Aktualnie za powołaniem Roberta Gumnego do reprezentacji Polski stoi jedynie argument, że Fernando Santos może mieć problem z prawymi obrońcami. Zacznijmy od tego, że jeszcze nie wiemy, jaki pomysł na „Biało-czerwonych” ma nowy selekcjoner. Czy będziemy grali na wahadłowych czy klasycznych bocznych obrońców? Pewnie tego dowiemy się z marcowego zgrupowania reprezentacji. Wracając do rzeczy, jedynym zawodnikiem w optymalnej formie na prawej defensywie jest Matty Cash. On też miał problemy w swoim klubie, ale już od kilku spotkań wrócił do łask swojego trenera. Problematyczne są kolejne opcje.

Bartosz Bereszyński w zimowym okienku transferowym trafił do SSC Napoli, ale jest tam żelaznym rezerwowym. Tomasz Kędziora zamienił Dynamo Kijów na PAOK Saloniki, ale w nowym klubie rozegrał tylko jeden mecz. Jeżeli mielibyśmy grać na wahadłowych, dobrą opcją po prawej stronie mógłby być Przemysław Frankowski, który w RC Lens gra regularnie. Nowością mógłby jeszcze być Kamil Piątkowski, który jest na wypożyczeniu w KAA Gent. W Belgii jest ustawiany na środku obrony, ale trener sprawdzał go również na pozycji prawego defensora. Tam też prezentował się dobrze.

Czy Gumny nadaje się do reprezentacji? – Na pewno nie rozpatrywałbym go w kontekście gry w wyjściowej jedenastce reprezentacji. Po prostu nie ten poziom. Natomiast jako zawodnik szerokiej kadry pewnie by się przydał, bo może jednak obskoczyć kilka pozycji i połatać dziury. Natomiast w obecnej formie nie ma szans zagrozić Cashowi – odpowiada Borzęcki.

To jeszcze ratuje możliwość powołania. Poza prawą stroną można ustawić Gumnego na przeciwnej flance lub na środku obrony. O ile nasza kadra będzie grać z trójką środkowych defensorów. Wtedy 24-latek może zagrać jako półprawy obrońca, czyli na pozycji, na której sprawdzał się w Augsburgu.

Co się stało z Gumnym?
· · · · · · ·
-- Krótkie zadanie 1 --
Według tekstu o powołaniu Roberta Gumnego, do jakiego klubu przeszedł Bartosz Bereszyński w zimowym okienku transferowym?

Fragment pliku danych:
· · · · · · ·
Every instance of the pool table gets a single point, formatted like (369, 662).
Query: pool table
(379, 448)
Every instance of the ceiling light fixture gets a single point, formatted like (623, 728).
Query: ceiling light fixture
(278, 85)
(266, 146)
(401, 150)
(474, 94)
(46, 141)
· · · · · · ·
-- Krótkie zadanie 2 --
Zapisz bez żadnych zmian wszystkie powyższe wpisy z fragmentu pliku danych.

-- Wynik 1 --
Do SSC Napoli.

-- Wynik 2 --
Every instance of the pool table gets a single point, formatted like (369, 662).
Query: pool table
(379, 448)
Every instance of the ceiling light fixture gets a single point, formatted like (623, 728).
Query: ceiling light fixture
(278, 85)
(266, 146)
(401, 150)
(474, 94)
(46, 141)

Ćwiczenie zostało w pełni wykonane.